■ **Document section**:
· · · · ·

Hopefully you can help me out with this.
-----Original Message-----
From: Max Jakob [mailto:[email protected]]
Sent: Thursday, September 20, 2012 1:54 PM
To: Pedro Debevere
Cc: [email protected]
Subject: Re: [Dbpedia-discussion] DBpedia Extraction Framework Dutch
disambiguation data set
On Thu, Sep 20, 2012 at 10:17 AM, Pedro Debevere <[email protected]>
wrote:
> Caused by: java.lang.IllegalArgumentException: Illegal pattern character 'X'
> at java.text.SimpleDateFormat.compile(SimpleDateFormat.java:769)
> at java.text.SimpleDateFormat.initialize(SimpleDateFormat.java:576)
> at java.text.SimpleDateFormat.<init>(SimpleDateFormat.java:501)
> at java.text.SimpleDateFormat.<init>(SimpleDateFormat.java:476)
> at
> org.dbpedia.extraction.util.StringUtils$$anon$1.initialValue(StringUti
> ls.scala:16)

· · · · ·

(Recorded data)
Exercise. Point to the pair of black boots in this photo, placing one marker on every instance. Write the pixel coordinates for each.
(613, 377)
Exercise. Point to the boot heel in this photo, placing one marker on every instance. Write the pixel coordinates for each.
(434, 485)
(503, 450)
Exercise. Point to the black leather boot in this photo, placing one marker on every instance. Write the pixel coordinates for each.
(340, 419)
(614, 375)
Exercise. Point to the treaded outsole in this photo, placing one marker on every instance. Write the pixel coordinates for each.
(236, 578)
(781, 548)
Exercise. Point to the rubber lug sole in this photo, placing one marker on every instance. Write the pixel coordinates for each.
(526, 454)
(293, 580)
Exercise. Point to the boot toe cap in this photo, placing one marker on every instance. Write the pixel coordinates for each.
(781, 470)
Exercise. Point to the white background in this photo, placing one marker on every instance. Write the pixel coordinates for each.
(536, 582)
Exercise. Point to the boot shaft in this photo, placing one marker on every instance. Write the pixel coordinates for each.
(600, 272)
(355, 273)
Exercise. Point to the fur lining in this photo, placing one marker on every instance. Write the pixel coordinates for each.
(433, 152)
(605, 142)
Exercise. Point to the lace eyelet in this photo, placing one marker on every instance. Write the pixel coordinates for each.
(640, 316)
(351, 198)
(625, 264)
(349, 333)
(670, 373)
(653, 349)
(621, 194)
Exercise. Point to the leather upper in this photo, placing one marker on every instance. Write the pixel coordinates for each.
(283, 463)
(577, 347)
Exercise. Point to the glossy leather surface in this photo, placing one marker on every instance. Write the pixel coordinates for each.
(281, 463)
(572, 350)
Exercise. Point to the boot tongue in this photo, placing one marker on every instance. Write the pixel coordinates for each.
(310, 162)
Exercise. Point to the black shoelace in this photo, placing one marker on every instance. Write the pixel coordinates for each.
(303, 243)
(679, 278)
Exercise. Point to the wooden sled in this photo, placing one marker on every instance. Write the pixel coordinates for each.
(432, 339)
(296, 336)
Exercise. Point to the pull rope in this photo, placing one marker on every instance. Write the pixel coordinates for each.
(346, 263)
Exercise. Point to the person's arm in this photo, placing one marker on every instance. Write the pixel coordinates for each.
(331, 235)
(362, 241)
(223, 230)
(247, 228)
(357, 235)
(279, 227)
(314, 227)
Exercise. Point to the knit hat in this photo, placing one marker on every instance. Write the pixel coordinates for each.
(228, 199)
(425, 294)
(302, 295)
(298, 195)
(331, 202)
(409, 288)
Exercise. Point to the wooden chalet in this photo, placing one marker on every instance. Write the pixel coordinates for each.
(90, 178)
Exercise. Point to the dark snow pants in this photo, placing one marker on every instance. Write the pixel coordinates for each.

· · · · ·

■ **Stated goal 1**:
In the email thread about the DBpedia extraction error, which pattern character does the error message call illegal?
■ **Stated goal 2**:
Pick up the email thread about the DBpedia extraction error and keep writing from its last line.

■ **Expected output 1**:
'X'

■ **Expected output 2**:
I think you might have to use Java 7 in order to allow 'X' in date format
strings. Compare:
http://docs.oracle.com/javase/6/docs/api/java/text/SimpleDateFormat.html
http://docs.oracle.com/javase/7/docs/api/java/text/SimpleDateFormat.html
For that, you'll need to change <java.compiler.version> in the main pom to 1.7
and have Java 7 on your machine.
> Can anyone provide me some more details about the TODO mentioned in [5]?
It seems that in the Dutch Wikipedia, the URLs of disambiguation pages are
suffixed with multiple different strings (and sometimes none as you mentioned).
All these strings have to be known for the process of extracting disambiguation
links, but currently the configuration only allows for one. This should be
extended to a set of strings.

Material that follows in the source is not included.